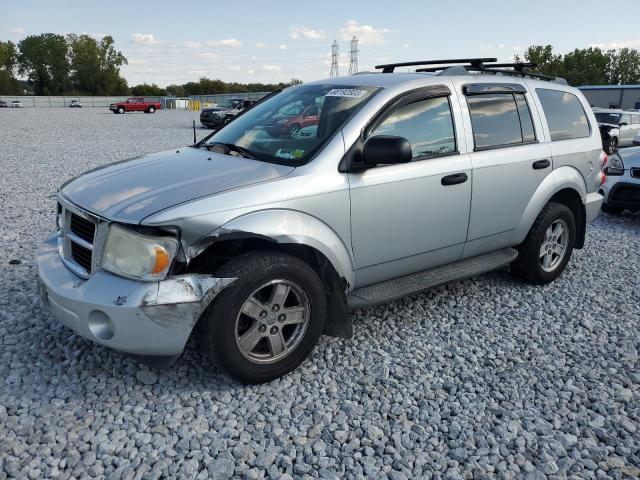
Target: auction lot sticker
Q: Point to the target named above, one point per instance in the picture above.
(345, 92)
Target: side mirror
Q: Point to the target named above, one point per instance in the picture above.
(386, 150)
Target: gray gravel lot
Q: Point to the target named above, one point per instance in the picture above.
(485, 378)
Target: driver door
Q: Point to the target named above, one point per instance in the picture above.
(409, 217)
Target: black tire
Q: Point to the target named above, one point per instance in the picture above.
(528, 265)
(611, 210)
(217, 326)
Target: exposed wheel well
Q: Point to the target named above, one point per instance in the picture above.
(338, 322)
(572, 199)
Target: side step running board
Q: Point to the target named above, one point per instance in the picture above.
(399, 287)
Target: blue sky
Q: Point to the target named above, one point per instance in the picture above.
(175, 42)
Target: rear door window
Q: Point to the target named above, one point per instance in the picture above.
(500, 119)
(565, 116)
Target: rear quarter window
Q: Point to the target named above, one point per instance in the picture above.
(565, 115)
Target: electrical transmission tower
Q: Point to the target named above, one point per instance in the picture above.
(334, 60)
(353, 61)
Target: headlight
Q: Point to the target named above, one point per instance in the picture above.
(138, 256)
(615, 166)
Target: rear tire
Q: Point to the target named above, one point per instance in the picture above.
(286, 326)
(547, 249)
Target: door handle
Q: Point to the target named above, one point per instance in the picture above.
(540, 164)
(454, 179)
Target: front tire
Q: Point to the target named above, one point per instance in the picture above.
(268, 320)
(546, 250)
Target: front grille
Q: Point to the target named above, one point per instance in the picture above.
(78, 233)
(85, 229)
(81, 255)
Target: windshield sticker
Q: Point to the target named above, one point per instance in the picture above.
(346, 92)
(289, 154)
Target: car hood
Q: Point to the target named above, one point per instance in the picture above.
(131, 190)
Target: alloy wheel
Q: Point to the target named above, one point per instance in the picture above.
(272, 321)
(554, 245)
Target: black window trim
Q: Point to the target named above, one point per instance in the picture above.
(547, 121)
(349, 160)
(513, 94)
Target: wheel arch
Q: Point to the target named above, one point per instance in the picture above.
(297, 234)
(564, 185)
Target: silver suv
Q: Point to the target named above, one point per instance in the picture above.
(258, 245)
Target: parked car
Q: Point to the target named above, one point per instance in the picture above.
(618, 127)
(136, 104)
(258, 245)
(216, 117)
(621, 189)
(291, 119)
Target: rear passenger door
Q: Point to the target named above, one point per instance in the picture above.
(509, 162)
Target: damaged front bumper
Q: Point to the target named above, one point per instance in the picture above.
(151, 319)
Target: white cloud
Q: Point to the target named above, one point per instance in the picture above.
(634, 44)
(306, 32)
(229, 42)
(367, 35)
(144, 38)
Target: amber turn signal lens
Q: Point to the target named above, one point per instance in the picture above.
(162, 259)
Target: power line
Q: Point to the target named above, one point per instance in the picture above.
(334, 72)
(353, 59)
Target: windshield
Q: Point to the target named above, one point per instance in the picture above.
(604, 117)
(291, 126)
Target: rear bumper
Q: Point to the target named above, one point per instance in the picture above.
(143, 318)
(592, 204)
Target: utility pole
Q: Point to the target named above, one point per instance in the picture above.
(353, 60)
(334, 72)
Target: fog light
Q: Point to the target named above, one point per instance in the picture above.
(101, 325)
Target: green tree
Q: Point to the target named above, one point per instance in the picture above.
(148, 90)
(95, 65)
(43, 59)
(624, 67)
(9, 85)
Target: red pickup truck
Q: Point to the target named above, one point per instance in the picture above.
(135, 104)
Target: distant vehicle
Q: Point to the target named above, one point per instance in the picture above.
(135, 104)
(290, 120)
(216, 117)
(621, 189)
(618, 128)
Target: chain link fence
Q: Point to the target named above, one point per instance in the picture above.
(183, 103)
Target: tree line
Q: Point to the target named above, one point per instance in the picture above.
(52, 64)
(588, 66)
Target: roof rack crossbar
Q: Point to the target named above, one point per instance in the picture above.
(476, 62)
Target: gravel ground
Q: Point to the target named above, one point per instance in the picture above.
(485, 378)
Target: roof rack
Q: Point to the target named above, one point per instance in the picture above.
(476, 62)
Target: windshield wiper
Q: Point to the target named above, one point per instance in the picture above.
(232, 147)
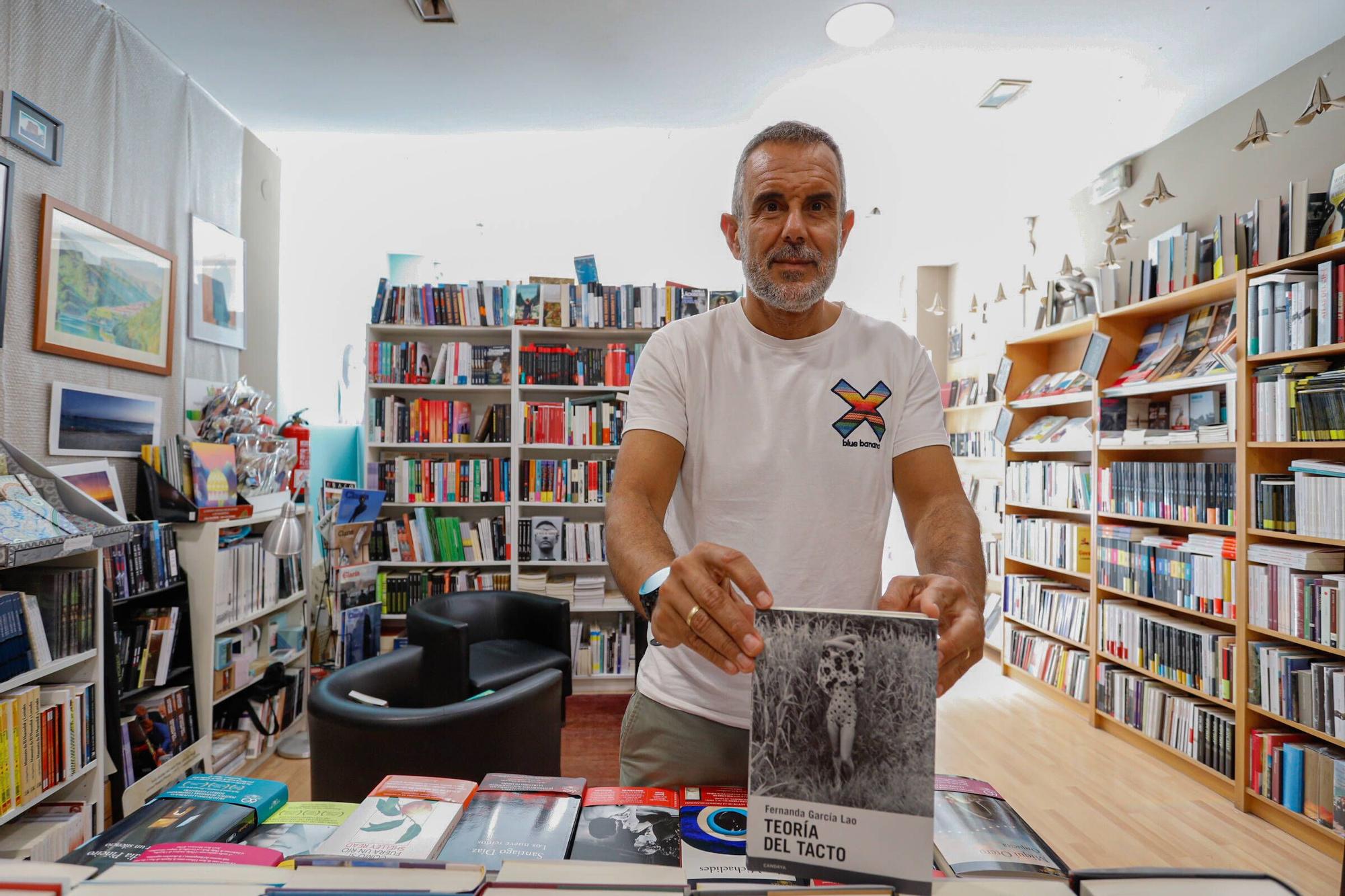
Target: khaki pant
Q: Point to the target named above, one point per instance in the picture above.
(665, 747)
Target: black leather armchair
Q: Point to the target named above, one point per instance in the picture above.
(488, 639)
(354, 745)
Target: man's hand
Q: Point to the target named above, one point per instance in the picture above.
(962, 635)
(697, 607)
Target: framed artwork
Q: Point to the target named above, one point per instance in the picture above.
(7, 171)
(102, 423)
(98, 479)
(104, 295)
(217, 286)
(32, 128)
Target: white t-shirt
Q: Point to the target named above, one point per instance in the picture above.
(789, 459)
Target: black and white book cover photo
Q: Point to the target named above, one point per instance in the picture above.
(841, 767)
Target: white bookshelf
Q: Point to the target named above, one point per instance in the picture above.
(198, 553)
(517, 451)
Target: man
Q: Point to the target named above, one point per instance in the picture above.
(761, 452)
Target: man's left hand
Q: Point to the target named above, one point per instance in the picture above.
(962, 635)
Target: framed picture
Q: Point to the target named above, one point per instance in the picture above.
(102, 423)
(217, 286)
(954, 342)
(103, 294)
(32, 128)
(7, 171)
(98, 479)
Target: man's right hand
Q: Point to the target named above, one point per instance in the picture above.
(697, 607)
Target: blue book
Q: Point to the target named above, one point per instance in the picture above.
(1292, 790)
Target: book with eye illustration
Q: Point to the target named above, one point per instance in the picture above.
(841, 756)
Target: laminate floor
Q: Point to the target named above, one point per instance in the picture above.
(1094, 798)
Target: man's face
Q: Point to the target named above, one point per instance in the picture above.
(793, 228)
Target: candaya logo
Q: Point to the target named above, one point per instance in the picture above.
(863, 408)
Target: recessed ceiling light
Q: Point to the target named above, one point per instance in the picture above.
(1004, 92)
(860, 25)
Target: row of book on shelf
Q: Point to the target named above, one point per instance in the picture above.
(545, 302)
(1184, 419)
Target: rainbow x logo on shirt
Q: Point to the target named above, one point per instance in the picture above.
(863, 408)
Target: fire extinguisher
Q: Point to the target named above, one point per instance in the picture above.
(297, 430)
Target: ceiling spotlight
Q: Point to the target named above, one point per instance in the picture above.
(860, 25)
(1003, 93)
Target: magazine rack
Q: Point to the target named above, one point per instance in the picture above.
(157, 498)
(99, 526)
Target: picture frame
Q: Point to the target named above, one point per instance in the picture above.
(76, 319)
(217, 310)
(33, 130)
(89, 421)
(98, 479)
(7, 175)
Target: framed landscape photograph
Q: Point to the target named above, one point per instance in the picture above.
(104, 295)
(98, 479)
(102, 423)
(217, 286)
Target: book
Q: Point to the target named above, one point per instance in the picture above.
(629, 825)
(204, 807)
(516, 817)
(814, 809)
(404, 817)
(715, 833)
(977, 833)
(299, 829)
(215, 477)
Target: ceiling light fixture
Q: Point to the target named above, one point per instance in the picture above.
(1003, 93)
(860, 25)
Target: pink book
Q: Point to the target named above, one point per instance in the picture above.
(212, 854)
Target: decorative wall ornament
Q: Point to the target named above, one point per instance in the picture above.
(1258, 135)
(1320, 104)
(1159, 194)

※

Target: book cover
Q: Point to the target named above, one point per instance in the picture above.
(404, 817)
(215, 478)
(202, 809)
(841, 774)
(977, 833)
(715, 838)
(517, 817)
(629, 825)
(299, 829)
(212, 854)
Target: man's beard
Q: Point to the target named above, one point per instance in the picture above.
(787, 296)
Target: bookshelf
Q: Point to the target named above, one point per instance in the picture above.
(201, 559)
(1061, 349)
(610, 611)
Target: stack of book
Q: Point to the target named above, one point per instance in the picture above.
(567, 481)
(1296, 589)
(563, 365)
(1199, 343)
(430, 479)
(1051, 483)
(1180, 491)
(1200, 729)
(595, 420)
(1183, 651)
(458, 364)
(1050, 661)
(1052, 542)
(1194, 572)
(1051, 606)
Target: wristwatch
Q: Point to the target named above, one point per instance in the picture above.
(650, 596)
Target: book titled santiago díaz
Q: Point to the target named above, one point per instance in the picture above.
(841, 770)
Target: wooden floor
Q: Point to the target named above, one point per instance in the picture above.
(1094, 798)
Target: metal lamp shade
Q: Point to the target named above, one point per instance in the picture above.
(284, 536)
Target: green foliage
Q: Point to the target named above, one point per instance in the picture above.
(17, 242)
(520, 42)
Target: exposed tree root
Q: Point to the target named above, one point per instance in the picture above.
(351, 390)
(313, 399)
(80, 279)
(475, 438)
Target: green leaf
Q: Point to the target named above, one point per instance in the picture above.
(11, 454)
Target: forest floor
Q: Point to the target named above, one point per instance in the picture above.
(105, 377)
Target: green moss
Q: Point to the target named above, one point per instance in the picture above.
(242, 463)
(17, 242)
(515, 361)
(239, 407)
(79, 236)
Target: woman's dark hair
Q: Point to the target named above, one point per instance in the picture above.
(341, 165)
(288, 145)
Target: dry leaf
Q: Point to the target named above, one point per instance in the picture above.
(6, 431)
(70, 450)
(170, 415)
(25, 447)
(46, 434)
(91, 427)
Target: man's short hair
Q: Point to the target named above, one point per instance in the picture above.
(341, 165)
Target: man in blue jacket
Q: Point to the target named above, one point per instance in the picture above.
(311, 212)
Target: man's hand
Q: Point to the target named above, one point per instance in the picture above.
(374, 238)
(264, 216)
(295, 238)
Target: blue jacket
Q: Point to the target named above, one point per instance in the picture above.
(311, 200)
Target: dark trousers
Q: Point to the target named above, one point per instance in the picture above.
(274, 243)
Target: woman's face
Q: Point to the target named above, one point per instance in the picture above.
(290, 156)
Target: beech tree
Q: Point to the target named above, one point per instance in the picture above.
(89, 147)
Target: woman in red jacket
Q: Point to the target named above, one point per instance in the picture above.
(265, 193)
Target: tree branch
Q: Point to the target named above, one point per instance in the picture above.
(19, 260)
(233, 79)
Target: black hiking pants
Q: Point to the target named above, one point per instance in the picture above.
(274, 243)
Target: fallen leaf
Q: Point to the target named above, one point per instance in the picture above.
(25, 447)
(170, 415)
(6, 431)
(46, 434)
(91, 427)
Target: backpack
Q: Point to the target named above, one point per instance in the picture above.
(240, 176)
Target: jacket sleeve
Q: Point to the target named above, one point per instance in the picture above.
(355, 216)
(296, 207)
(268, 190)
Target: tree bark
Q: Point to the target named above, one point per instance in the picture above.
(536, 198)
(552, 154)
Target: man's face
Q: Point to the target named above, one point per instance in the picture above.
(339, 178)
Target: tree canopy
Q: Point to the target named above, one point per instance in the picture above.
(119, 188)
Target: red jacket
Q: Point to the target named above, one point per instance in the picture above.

※

YOUR OBJECTIVE –
Pick out every line above that contains the word "side" and copy each one in full.

ANSWER FOR THIS EXERCISE –
Target: side mirror
Target: side step running board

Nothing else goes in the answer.